### Work task
Write each entry out again exactly, with nothing omitted.
Top of Provided data
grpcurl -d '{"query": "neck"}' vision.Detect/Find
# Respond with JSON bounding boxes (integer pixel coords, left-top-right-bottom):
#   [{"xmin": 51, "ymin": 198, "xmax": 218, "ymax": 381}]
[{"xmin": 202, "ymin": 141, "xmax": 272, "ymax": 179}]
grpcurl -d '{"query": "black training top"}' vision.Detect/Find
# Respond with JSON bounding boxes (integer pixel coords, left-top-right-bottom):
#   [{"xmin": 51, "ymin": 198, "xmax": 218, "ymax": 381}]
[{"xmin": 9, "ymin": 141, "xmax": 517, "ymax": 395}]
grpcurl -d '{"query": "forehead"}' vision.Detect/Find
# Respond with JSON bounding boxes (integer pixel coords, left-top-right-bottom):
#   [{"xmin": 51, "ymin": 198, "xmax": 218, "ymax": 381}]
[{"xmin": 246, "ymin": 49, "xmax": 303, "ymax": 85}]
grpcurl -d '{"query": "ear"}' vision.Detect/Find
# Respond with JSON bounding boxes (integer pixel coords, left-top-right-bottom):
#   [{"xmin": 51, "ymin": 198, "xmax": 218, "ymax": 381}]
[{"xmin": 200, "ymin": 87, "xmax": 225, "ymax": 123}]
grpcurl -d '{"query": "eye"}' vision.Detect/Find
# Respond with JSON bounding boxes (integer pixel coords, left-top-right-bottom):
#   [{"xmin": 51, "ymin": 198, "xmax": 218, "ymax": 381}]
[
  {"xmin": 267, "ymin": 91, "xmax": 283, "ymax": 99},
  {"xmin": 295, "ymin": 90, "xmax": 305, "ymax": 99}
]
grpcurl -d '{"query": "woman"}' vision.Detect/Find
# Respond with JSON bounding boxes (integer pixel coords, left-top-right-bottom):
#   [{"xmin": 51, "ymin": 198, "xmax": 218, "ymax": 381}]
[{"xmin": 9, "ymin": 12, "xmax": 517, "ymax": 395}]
Bottom of Provided data
### Response area
grpcurl -d '{"query": "neck"}' vision.Detect/Find
# Respond with JSON bounding boxes (integer pixel coords, left-top-right-bottom):
#   [{"xmin": 51, "ymin": 198, "xmax": 218, "ymax": 381}]
[{"xmin": 202, "ymin": 141, "xmax": 272, "ymax": 179}]
grpcurl -d '{"query": "black training top"}' vision.Detect/Find
# Respond with JSON bounding boxes (integer pixel coords, left-top-right-bottom):
#   [{"xmin": 51, "ymin": 198, "xmax": 218, "ymax": 381}]
[{"xmin": 9, "ymin": 141, "xmax": 517, "ymax": 395}]
grpcurl -d '{"query": "forehead"}' vision.Detect/Find
# Respond with JSON bounding boxes (integer pixel coords, left-top-right-bottom):
#   [{"xmin": 51, "ymin": 198, "xmax": 218, "ymax": 381}]
[{"xmin": 246, "ymin": 49, "xmax": 303, "ymax": 85}]
grpcurl -d '{"query": "ear"}' vision.Detect/Find
# Respond with JSON bounding boxes (integer pixel coords, left-top-right-bottom):
#   [{"xmin": 51, "ymin": 198, "xmax": 218, "ymax": 381}]
[{"xmin": 200, "ymin": 87, "xmax": 225, "ymax": 123}]
grpcurl -d '{"query": "eye"}' vision.Detect/Find
# Respond with JSON bounding boxes (integer pixel coords, left-top-right-bottom):
#   [{"xmin": 51, "ymin": 198, "xmax": 218, "ymax": 381}]
[
  {"xmin": 267, "ymin": 91, "xmax": 283, "ymax": 99},
  {"xmin": 295, "ymin": 90, "xmax": 305, "ymax": 99}
]
grpcurl -d '{"query": "woman"}' vision.Detect/Find
# Respond with JSON bounding boxes (integer pixel coords, left-top-right-bottom):
#   [{"xmin": 51, "ymin": 198, "xmax": 218, "ymax": 381}]
[{"xmin": 9, "ymin": 12, "xmax": 517, "ymax": 395}]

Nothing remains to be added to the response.